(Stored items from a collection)
+===+

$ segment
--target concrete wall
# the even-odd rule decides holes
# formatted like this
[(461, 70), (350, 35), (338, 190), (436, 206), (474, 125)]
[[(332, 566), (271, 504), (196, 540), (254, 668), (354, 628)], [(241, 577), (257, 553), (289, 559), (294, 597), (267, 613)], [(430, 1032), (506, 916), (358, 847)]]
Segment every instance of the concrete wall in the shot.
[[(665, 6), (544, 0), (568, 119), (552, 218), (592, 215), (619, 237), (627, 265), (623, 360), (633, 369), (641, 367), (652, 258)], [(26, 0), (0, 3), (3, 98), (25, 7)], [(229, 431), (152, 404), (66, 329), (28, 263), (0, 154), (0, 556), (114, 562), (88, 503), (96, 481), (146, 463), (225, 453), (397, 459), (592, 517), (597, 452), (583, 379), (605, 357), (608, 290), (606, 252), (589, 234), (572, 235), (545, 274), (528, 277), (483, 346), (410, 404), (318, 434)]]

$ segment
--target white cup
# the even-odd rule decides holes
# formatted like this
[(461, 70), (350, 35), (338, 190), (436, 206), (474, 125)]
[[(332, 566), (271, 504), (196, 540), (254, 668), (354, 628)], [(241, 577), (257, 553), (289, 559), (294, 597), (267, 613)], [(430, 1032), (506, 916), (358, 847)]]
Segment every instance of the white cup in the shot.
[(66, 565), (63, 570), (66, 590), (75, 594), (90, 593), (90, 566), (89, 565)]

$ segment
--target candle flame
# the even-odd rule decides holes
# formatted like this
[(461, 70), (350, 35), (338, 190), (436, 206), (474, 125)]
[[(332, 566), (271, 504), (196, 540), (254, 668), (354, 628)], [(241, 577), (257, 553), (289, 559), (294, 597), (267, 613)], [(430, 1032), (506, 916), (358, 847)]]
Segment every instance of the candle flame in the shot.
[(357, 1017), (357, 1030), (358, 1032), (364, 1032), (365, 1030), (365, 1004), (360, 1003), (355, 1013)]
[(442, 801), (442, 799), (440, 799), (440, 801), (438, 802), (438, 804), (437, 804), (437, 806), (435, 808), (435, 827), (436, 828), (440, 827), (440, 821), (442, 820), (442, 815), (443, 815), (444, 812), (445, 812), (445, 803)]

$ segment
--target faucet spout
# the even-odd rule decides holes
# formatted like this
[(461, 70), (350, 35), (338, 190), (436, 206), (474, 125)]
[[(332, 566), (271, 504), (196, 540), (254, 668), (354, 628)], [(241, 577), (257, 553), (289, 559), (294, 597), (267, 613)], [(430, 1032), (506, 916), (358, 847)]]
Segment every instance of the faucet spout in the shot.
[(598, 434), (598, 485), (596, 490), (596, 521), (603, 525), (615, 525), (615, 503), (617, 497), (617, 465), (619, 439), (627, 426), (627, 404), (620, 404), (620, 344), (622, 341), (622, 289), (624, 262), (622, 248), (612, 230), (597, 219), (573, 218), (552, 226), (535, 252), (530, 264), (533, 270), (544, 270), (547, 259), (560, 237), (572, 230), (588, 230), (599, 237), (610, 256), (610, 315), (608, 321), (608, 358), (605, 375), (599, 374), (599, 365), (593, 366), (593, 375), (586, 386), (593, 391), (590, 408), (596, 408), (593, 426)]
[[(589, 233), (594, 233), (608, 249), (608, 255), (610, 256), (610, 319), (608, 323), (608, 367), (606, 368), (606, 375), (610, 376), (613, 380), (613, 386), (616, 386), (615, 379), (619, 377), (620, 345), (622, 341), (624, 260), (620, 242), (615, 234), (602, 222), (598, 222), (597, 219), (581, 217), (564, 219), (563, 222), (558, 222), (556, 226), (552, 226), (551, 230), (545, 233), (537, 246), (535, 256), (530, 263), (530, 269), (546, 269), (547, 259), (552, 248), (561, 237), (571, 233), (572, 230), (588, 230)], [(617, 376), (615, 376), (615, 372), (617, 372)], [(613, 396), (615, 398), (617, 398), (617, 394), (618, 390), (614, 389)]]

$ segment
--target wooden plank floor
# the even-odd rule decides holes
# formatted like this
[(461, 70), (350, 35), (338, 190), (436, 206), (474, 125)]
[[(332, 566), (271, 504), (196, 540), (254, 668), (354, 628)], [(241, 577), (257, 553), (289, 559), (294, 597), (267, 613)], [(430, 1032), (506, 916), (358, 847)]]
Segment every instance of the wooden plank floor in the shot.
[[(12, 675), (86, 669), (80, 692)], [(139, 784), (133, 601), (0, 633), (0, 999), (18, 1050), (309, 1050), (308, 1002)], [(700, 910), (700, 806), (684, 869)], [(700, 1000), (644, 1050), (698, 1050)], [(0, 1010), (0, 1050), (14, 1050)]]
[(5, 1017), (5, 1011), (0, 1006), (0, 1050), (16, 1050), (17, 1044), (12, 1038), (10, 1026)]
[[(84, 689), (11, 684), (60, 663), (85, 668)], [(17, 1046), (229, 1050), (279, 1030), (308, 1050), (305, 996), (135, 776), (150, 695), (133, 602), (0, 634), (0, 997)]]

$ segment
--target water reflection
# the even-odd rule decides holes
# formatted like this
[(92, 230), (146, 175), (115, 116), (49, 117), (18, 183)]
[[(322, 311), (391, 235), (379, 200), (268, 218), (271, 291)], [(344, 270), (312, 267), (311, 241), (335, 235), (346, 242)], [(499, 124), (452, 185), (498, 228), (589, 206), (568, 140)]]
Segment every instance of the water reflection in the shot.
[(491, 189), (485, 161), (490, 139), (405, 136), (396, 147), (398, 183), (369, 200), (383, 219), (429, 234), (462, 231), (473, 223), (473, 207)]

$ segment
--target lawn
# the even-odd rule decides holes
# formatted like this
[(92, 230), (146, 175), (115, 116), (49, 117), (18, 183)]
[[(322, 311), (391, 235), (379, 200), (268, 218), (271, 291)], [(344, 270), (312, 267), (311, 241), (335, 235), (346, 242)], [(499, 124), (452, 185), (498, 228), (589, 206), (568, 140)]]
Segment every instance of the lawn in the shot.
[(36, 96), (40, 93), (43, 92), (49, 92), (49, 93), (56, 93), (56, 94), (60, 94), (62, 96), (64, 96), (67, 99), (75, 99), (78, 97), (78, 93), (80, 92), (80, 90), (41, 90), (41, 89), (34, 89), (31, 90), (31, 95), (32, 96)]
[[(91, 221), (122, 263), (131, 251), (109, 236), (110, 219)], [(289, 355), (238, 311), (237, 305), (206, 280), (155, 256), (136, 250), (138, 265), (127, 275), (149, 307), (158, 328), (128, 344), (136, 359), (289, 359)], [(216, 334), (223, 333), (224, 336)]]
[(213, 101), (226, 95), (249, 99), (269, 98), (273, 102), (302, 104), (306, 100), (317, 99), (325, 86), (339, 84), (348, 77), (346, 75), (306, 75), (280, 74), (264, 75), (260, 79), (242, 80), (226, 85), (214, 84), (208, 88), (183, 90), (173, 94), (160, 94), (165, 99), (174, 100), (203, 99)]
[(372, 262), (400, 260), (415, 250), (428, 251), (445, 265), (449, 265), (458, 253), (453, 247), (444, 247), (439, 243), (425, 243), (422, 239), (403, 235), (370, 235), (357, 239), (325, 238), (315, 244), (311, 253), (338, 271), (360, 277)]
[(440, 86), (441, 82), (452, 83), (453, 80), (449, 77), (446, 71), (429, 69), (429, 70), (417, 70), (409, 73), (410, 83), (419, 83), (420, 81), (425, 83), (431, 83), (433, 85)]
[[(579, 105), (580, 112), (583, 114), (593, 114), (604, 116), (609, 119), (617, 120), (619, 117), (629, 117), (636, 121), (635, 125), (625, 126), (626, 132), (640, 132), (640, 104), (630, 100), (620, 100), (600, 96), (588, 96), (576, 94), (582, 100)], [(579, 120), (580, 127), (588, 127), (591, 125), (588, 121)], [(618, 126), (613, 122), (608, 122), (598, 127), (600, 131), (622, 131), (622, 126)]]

+===+

Your objective -
The answer must be one number: how many lines in the records above contain "target".

Task solution -
7